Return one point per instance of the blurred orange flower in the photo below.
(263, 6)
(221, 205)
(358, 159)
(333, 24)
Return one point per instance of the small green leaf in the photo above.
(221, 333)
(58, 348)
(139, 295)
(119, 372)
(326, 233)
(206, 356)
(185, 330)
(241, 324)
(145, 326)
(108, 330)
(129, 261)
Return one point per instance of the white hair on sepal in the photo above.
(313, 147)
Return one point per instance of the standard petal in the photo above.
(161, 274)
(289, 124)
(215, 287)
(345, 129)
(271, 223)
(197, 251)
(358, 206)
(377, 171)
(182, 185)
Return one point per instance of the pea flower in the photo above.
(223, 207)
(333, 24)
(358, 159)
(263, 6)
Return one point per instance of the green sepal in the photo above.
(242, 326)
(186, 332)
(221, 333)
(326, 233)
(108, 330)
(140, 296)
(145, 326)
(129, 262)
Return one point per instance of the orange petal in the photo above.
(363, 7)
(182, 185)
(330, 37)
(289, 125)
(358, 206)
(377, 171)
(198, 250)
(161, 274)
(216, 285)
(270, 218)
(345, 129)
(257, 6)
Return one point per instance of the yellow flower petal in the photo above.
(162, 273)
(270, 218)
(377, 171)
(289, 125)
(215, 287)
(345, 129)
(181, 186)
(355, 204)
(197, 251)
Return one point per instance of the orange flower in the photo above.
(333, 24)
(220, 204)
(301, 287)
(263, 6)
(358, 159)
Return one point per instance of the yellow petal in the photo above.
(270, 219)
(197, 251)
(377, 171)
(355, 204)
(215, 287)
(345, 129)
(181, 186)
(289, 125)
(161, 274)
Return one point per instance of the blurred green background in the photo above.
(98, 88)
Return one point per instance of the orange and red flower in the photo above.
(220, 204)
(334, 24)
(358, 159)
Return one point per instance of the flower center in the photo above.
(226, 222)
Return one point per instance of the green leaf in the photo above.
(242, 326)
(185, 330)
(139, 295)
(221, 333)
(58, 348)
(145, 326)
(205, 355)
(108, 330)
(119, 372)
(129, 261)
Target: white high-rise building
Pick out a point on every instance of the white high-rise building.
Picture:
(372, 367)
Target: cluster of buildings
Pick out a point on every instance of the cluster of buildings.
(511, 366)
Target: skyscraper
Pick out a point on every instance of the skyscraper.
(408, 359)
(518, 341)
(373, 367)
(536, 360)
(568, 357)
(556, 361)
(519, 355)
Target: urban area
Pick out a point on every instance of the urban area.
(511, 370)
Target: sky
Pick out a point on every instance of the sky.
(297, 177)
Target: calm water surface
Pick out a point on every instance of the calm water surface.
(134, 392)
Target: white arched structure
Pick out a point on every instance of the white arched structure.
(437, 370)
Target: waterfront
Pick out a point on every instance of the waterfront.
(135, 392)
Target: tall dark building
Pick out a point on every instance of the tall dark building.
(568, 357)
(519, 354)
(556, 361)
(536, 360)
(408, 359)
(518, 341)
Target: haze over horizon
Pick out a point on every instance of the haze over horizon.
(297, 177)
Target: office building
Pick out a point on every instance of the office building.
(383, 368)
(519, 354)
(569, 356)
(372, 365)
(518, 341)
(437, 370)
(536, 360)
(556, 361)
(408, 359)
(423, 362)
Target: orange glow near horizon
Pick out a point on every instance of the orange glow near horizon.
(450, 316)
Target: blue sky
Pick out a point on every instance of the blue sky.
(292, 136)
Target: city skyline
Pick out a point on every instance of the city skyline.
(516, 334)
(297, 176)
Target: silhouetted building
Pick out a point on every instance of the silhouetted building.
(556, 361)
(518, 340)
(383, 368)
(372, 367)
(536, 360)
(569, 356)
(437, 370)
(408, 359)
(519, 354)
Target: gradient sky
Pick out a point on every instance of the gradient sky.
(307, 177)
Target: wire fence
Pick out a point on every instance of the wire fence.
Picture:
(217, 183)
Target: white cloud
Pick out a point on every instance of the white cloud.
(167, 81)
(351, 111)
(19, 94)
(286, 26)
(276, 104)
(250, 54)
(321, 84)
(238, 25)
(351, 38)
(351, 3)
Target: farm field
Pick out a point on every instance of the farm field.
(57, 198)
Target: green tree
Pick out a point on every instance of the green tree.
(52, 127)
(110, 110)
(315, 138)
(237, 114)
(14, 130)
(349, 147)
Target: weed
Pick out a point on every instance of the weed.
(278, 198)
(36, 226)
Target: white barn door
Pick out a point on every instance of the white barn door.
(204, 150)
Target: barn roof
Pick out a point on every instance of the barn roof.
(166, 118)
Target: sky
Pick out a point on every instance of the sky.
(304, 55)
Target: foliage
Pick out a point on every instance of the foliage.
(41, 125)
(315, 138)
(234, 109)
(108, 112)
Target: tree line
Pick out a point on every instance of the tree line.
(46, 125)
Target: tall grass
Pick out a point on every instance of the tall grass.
────
**Aim:**
Copy word for word the stretch of rows from the line containing "Target: foliage" through the last row above.

**Result for this task:**
Target: foliage
Pick out a point on every instance of the foliage.
(41, 125)
(315, 138)
(234, 109)
(108, 112)
Target: tree line
Pick out a point on every instance of the tree line.
(46, 125)
Target: tall grass
Pick out a point on every instance of the tall grass.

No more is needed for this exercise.